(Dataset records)
━━━━━━━━━━━━━━━━━━━━━━━━━━━━━━

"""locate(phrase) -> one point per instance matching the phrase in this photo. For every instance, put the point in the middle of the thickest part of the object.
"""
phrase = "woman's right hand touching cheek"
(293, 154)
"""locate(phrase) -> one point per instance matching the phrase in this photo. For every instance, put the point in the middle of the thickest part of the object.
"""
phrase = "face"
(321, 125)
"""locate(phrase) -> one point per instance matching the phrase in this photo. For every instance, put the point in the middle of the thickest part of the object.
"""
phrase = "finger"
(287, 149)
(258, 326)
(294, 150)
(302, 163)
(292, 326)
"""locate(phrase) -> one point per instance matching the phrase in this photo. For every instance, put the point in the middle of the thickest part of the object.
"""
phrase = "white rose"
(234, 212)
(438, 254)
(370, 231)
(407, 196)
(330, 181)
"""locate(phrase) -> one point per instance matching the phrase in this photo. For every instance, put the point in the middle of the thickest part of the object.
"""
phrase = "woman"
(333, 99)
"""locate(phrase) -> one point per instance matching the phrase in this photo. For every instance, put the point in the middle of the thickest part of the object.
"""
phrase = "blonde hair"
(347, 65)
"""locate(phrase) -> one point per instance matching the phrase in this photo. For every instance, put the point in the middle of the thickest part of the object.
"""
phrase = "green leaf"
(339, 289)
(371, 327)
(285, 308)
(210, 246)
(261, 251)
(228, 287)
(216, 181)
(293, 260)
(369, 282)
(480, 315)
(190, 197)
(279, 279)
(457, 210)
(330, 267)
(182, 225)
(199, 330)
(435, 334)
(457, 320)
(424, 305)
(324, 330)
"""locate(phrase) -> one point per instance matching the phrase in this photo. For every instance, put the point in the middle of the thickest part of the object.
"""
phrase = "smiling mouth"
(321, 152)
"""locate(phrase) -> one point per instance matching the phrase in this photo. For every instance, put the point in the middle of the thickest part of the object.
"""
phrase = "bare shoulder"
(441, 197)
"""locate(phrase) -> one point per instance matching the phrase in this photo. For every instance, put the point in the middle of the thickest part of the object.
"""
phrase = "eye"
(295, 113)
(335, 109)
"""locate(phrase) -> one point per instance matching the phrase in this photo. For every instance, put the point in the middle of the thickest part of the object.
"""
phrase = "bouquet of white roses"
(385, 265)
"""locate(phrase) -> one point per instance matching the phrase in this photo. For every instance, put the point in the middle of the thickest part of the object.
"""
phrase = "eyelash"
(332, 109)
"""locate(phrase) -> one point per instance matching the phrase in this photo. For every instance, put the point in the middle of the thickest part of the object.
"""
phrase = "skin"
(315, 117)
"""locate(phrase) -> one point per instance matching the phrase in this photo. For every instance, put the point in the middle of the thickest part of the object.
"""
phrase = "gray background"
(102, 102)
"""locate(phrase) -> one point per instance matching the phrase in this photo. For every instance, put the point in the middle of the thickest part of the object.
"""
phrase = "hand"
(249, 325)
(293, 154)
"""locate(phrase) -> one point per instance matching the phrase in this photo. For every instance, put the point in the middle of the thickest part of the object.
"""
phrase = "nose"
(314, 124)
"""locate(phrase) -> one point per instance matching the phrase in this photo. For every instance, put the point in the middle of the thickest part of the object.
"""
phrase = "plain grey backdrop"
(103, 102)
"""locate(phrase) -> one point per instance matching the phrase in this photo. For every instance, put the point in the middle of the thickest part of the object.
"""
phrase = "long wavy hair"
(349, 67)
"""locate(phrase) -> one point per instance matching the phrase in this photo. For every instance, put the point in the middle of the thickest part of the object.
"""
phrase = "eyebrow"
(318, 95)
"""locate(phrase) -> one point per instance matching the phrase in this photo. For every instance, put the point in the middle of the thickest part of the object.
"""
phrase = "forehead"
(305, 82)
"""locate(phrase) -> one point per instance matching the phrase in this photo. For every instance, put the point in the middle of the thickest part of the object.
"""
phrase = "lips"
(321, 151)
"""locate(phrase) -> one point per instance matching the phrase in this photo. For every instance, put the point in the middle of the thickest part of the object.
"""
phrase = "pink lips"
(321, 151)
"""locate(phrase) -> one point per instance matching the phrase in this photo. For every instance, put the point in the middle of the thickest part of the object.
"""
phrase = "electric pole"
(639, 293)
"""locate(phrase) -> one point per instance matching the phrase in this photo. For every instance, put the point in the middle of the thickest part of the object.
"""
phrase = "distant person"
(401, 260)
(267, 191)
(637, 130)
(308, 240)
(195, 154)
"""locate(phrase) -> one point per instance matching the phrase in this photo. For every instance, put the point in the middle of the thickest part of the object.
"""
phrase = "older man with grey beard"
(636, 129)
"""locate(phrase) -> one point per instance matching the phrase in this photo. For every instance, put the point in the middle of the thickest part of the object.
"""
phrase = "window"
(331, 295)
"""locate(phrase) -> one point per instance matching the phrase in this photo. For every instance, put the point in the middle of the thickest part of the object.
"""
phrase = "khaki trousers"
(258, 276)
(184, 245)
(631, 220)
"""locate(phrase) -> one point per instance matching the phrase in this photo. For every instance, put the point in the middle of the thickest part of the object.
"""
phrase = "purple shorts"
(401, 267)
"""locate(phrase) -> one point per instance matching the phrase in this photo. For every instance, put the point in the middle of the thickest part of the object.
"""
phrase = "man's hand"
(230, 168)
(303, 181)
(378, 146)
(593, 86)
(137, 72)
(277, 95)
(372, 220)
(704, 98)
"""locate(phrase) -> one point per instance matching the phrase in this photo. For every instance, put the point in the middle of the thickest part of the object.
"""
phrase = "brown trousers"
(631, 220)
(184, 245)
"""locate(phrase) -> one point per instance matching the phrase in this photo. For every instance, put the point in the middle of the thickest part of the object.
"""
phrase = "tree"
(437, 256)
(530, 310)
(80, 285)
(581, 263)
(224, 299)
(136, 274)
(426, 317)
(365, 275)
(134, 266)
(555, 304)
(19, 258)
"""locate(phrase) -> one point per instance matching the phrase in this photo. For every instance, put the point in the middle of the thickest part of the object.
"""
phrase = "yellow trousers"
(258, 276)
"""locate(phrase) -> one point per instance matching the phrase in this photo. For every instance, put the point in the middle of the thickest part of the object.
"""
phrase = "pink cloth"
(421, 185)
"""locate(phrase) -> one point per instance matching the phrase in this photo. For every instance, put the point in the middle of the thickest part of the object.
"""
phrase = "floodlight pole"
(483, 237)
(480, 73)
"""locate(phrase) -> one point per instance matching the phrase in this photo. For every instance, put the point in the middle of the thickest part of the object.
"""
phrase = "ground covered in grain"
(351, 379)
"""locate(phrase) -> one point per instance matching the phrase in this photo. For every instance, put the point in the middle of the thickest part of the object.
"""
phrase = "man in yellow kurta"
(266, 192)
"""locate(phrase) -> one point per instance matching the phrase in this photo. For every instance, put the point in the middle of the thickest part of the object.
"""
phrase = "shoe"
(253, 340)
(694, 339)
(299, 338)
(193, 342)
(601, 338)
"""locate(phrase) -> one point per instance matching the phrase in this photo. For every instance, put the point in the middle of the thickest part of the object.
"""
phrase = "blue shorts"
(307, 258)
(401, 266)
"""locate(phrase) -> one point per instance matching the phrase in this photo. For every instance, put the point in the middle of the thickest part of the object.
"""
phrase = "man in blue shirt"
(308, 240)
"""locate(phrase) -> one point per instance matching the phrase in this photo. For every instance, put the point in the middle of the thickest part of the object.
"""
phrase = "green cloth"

━━━━━━━━━━━━━━━━━━━━━━━━━━━━━━

(Goal)
Extract the listing in its entirety and repeat it exactly.

(Completed exercise)
"""locate(phrase) -> one point per instance matching the phrase in this photo. For every instance, put the point in the middle of the thickest part of the object.
"""
phrase = "woman's right hand touching cheek"
(293, 154)
"""locate(phrase) -> one point per instance matching the phrase in this photo. For every instance, put the point in the middle of the thickest part of the object.
"""
phrase = "face"
(321, 125)
"""locate(phrase) -> one point per instance matching the phrase in this photo. For every instance, put the point in the middle of the thickest part of the object.
"""
phrase = "finger"
(287, 149)
(258, 326)
(294, 150)
(302, 163)
(292, 326)
"""locate(phrase) -> one point per instance matching the phrase in this photo. For every instance, put the point in the middle of the thickest part of the object.
"""
phrase = "white rose"
(234, 212)
(438, 254)
(370, 231)
(407, 196)
(330, 181)
"""locate(phrase) -> one point per instance matching the phrase in this photo. For every instance, put the point in the middle of the thickest part of the object.
"""
phrase = "woman"
(333, 99)
"""locate(phrase) -> one point per instance matching the phrase in this photo. For every instance, put the point in the middle of the thickest part of the object.
"""
phrase = "blonde hair"
(347, 65)
"""locate(phrase) -> one point per instance matching the phrase in this photo. For every instance, put the point in the middle of the thickest part of the object.
"""
phrase = "green leaf"
(339, 289)
(371, 327)
(285, 308)
(210, 246)
(261, 251)
(228, 287)
(216, 181)
(293, 260)
(369, 282)
(480, 315)
(190, 197)
(279, 279)
(457, 210)
(330, 267)
(182, 225)
(199, 330)
(435, 334)
(457, 320)
(424, 305)
(324, 330)
"""locate(phrase) -> one point per instance matching the phrase in this photo. For every instance, put the point in the middle of the thickest part of the object.
"""
phrase = "smiling mouth"
(321, 152)
"""locate(phrase) -> one point per instance matching the phrase in this photo. For every instance, put the point in the middle of the thickest part of the object.
"""
phrase = "bare shoulder"
(441, 197)
"""locate(phrase) -> one point per instance matching the phrase in this photo. For every instance, put the point in the middle of the thickest part of the object.
"""
phrase = "eye"
(295, 113)
(335, 109)
"""locate(phrase) -> one point per instance matching the phrase in this photo. For every instance, put the point in the middle of the thickest part of the object.
"""
phrase = "bouquet of white roses"
(385, 265)
"""locate(phrase) -> one point per instance matching the phrase in this photo. For every instance, put the point in the middle of the thickest part of the object.
"""
phrase = "eyelash"
(332, 109)
"""locate(phrase) -> one point per instance matching the phrase in this photo. For every instance, put the point in the middle of the thickest part of the object.
"""
phrase = "skin"
(315, 117)
"""locate(phrase) -> one point per instance matching the phrase in this photo. For every instance, put the point in the middle of the thickest part of the object.
"""
phrase = "gray background"
(102, 102)
"""locate(phrase) -> one point per instance matching the phrase in this photo. For every instance, put the point in the middle of the thickest part of the object.
"""
phrase = "hand"
(249, 325)
(293, 154)
"""locate(phrase) -> one point per instance matching the phrase in this photo. For every instance, put the point in the middle of the thickest part of the object.
"""
phrase = "nose"
(314, 124)
"""locate(phrase) -> one point per instance matching the phrase in this photo. For every instance, put the point in the middle of the thickest part of the object.
"""
phrase = "plain grey backdrop"
(103, 102)
"""locate(phrase) -> one point per instance matching the phrase in this photo. For every instance, put the point in the middle of the thickest part of the object.
"""
phrase = "long wavy hair"
(349, 67)
"""locate(phrase) -> one point per instance matching the phrase in this photo. For every instance, put the point in the middle of the thickest part of the object.
"""
phrase = "eyebrow"
(318, 95)
"""locate(phrase) -> one point per instance matching the phrase in this photo. For every instance, put the point in the middle of the thickest part of the object.
"""
phrase = "forehead"
(305, 82)
"""locate(phrase) -> one point per instance matching the phrase in this photo. For every instance, put the point in the middle of the thickest part of the object.
"""
phrase = "lips"
(321, 151)
"""locate(phrase) -> one point per instance matching the phrase in this photo. For every instance, put the point in the middle of the thickest part of the object.
"""
phrase = "pink lips"
(321, 151)
"""locate(phrase) -> one point per instance matching the phrase in this photo. For every instance, put the point in the middle of the thickest part of the object.
"""
phrase = "electric pole"
(639, 293)
"""locate(phrase) -> one point per instance matching the phrase in this photo. For every instance, put the point in the middle of the thickest part of the object.
"""
phrase = "distant person"
(401, 260)
(267, 191)
(637, 130)
(308, 240)
(195, 154)
"""locate(phrase) -> one point per instance matching the phrase in this photo. For every instance, put the point in the middle of the thickest part of the object.
"""
phrase = "older man with grey beard"
(636, 129)
"""locate(phrase) -> one point per instance matching the phrase in this photo. For every instance, put the point in the middle of the thickest part of the object.
"""
phrase = "window"
(331, 295)
"""locate(phrase) -> one point per instance matching the phrase in this photo. For every instance, put the point in the middle of the thickest part of the object.
"""
phrase = "khaki trousers"
(258, 276)
(184, 245)
(631, 220)
"""locate(phrase) -> one point per instance matching the phrase in this photo. For every instance, put the point in the middle of the thickest part of the object.
"""
phrase = "purple shorts"
(401, 267)
"""locate(phrase) -> one point per instance matching the phrase in this photo. For every instance, put the point in the middle of the thickest part of the object.
"""
phrase = "man's hand"
(230, 168)
(303, 181)
(378, 146)
(593, 86)
(137, 72)
(277, 95)
(372, 220)
(704, 98)
"""locate(phrase) -> one point per instance matching the phrase in this photo. For every instance, put the point in the middle of the thickest part of the object.
"""
phrase = "brown trousers"
(631, 220)
(184, 245)
"""locate(phrase) -> one point per instance matching the phrase in this photo. For every instance, put the point in the middle of the thickest part of the object.
"""
phrase = "tree"
(437, 256)
(530, 310)
(80, 285)
(581, 263)
(224, 299)
(136, 274)
(426, 317)
(365, 275)
(134, 266)
(555, 304)
(19, 258)
"""locate(phrase) -> one point per instance matching the phrase in this photo. For every instance, put the point in the middle of the thickest part of the object.
"""
phrase = "yellow trousers"
(258, 276)
"""locate(phrase) -> one point per instance matching the phrase in this photo. For every instance, put the point in the middle of the thickest part of the object.
"""
phrase = "pink cloth"
(421, 185)
"""locate(phrase) -> one point per instance matching the phrase in this photo. For every instance, put the point in the middle of the thickest part of the object.
"""
phrase = "floodlight pole"
(483, 237)
(480, 73)
"""locate(phrase) -> one point per instance matching the phrase in this photo. For every instance, put the point in the middle of the thickest part of the object.
"""
phrase = "ground covered in grain"
(351, 379)
"""locate(phrase) -> one point per instance matching the phrase in this photo. For every instance, put the point in the middle of the thickest part of the object.
"""
phrase = "man in yellow kurta"
(266, 192)
"""locate(phrase) -> one point per instance matching the phrase in this photo. For every instance, put the point in the middle of the thickest part of the object.
"""
phrase = "shoe"
(253, 340)
(694, 339)
(299, 338)
(193, 342)
(601, 338)
"""locate(phrase) -> one point per instance matching the phrase in this photo. For every instance, put the point in the middle of the thickest part of the object.
"""
phrase = "blue shorts"
(307, 258)
(401, 266)
"""locate(phrase) -> one point per instance matching the phrase in this photo. For every instance, put the point in the middle of the thickest part of the object.
"""
phrase = "man in blue shirt"
(308, 240)
"""locate(phrase) -> one point per instance matching the phrase in this photo. For every instance, put the point in the middle of the thickest part of the object.
"""
phrase = "green cloth"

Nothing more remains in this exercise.